== Texte à lire ==
┌──
Un tourbillon de la vie
Que l'on soit mère, fille, enfant, adolescente ou grand mère on se reconnaîtra forcément à un moment ou à un autre à la lecture du récit d'Anne Laure Bondoux. L'aube sera grandiose : un roman magistral.
Titania et sa fille quittent Paris toutes les deux, à bord d'une voiture sans âge. Les premières lignes nous plongent d'emblée dans l'intimité et dans le huis clos du véhicule. L'ambiance est tendue ; Nine, jeune adolescente, voulait à tout prix assister à une fête de lycée ; mais sa mère en a décidé autrement.
« La fille, c'est Nine, seize ans la semaine prochaine, cinq cent kilomètres de silence au compteur. A travers la vitre, elle observe la nuit et la laideur inquiétante de ce paysage de broussailles, regrettant de ne pas avoir eu le culot de sauter en marche avant la bretelle du périph. Car à l'heure qu'il est, si sa mère ne l'avait pas kidnappée, elle serait chez elle, à Paris, en train de se préparer pour la fête du lycée. »
Titiana est la reine du roman policier, autant dire qu'elle sait raconter les histoires. Dans le cas présent elle s'apprête à exposer l'histoire familiale à sa fille mais pour cela elle décide de l'emmener à la campagne, dans une cabane inconfortable mais chaleureuse. La cabane (véritable lieu symbole du roman) est bordée par un lac ; elle est invisible de la route ; cachée de tous. Des secrets familiaux vont y être révélés durant toute la nuit et l'aube apparaîtra.
Des femmes puissantes
Titania va tout dire, tout raconter : sa vie, sa famille, ses amours, sa décision de devenir mère, sa relation très forte avec sa mère Rose-Aimée et son enfance. Elle raconte avec humour (clins d'oeil aux années 80), délicatesse, tristesse, colère.
Parfois, Nine coupe la parole de sa mère avec des questions mais Titiana sait ménager le suspense et mettre en attente son récit pour sa fille et partant, pour le lecteur. Sa mère débute par son enfance et elle dresse le récit de sa propre mère.
└──
[Éléments d'identification de lieu]
┌──
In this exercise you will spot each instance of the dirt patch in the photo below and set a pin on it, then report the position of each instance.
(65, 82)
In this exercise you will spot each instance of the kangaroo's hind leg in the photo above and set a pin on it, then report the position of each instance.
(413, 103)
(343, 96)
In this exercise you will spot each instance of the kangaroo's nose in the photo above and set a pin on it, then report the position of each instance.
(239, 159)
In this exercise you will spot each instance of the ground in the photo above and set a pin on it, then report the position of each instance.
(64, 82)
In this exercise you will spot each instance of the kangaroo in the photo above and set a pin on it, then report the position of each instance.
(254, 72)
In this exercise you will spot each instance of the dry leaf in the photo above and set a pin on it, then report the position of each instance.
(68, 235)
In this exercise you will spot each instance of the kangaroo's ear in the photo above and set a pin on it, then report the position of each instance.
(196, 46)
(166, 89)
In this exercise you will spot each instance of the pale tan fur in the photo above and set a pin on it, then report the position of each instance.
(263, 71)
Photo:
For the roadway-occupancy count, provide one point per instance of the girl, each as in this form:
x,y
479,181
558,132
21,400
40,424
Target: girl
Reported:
└──
== Consigne écrite A ==
Dans le texte sur le roman « L'aube sera grandiose », à quel événement Nine voulait-elle assister à tout prix ?
== Consigne écrite B ==
Poursuivez le texte sur le roman « L'aube sera grandiose » à partir de sa dernière phrase.
Les enregistrements ci-dessus ne servent à rien ici.

== Réponse A ==
Nine voulait assister à une fête de lycée.

== Réponse B ==
L'histoire de sa mère, le récit de sa grand-mère et les questions de Nine, tout est entrelacé, représentant malgré le silence, les liens indéfectibles et enracinés entre une mère et sa fille.
C'est ce faisceau d'histoires et de récits qui constitue la force de ce roman.
Ce roman c'est aussi le récit de femmes fortes, déterminées. Elles prennent des décisions qui changent le cours de leurs vies et celles de leurs enfants. Pour moi désormais elles font partie des grands personnages féminins avec leurs doutes, leurs fragilités, leurs faiblesses et leurs forces immuables malgré les difficultés qu'elles traversent.
« ...on s'est réchauffé »
Je n'ai qu'un mot :MA-GIS-TRAL,
une merveille à lire absolument que l'on soit ado, ou adulte
d'ailleurs. Il fait partie de ces rares livres qu'on dévore. En refermant ce livre les paroles du
Tourbillon de la vie me sont revenues :
On s'est connu, on s'est reconnu,
On
s'est perdu de vue, on s'est r'perdu d'vue
On s'est retrouvé, on
s'est réchauffé,
Puis on s'est séparé.
Le lac est le lieu de résurrection ou de
renaissance, symbole peut être du milieu utérin ou Nine plonge à la
fin comme pour y renaître après toutes ces révélations sur sa
famille et donc sur elle même.
Et
l'aube apparaîtra a obtenu le 1er prix Vendredi (prix issu
du SNE jeunesse, dirigé par Thierry Magnier). Espérons que les
prochains soient aussi beaux.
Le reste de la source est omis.